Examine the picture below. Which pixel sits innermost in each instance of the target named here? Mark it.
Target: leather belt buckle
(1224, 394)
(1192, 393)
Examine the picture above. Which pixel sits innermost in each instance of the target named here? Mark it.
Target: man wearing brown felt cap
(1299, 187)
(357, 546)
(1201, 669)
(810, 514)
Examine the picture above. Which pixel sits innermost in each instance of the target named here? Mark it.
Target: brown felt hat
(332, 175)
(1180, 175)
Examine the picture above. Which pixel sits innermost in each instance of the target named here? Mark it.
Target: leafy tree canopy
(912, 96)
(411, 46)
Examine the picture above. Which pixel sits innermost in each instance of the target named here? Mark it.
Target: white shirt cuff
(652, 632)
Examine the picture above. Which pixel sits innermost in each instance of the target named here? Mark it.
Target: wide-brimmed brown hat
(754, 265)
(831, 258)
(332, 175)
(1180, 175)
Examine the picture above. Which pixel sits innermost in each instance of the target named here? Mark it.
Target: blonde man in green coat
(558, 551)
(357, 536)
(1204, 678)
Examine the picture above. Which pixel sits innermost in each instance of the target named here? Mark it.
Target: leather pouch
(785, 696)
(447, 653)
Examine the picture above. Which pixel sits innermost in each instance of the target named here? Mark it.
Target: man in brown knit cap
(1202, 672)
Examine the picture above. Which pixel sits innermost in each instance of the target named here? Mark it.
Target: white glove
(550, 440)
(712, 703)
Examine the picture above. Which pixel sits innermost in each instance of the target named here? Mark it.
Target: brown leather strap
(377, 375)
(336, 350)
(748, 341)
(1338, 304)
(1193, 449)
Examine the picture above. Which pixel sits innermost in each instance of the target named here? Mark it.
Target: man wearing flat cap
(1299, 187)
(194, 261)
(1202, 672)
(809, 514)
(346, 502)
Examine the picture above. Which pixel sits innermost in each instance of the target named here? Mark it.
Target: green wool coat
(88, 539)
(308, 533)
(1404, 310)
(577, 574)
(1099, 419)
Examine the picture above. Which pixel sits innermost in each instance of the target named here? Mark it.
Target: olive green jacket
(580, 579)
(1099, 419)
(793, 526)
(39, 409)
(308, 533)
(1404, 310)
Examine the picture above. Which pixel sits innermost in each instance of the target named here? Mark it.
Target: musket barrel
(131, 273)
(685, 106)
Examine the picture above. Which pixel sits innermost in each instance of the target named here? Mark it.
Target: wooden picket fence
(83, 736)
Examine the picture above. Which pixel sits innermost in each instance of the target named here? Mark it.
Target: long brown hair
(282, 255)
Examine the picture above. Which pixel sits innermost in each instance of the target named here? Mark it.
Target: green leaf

^^^^^^^^

Task statement
Keep only the lines from the one containing "Target: brown leather strap" through the final line of the records, and transcribe them exactly.

Answer
Target: brown leather strap
(377, 375)
(336, 350)
(748, 341)
(1338, 304)
(1193, 449)
Examine the picture above. Which pixel sits innermost in each instance of the target named here? Mark it.
Target: man wearing flat cap
(1299, 187)
(194, 261)
(1202, 672)
(809, 514)
(346, 502)
Examine the picture above. Which pixel sits innermost in each instance of the target named here? Mark it.
Target: green wool coat
(88, 539)
(308, 533)
(1404, 310)
(577, 574)
(1099, 419)
Examine the picture above. Which pixel sits innermost in each instance of the target named here? Mark it.
Target: olive green jacket
(580, 579)
(1099, 419)
(793, 526)
(39, 409)
(308, 533)
(1404, 310)
Examine the picture above. Which pixel sits innermost in each instance of the target named here? Mark it.
Target: musket barrel
(131, 273)
(685, 106)
Examine the picture above. Which pixel sits innermost in each instance of the target named here? Mark it.
Target: wooden picket fence
(83, 736)
Examine the picture above. Which pixel sits innermost in each instance of the target named here? Mark it.
Target: long brown hair
(282, 255)
Examine the picture above. Which pixel sits innermost in each instance of the target named here? Mark it.
Target: green leaf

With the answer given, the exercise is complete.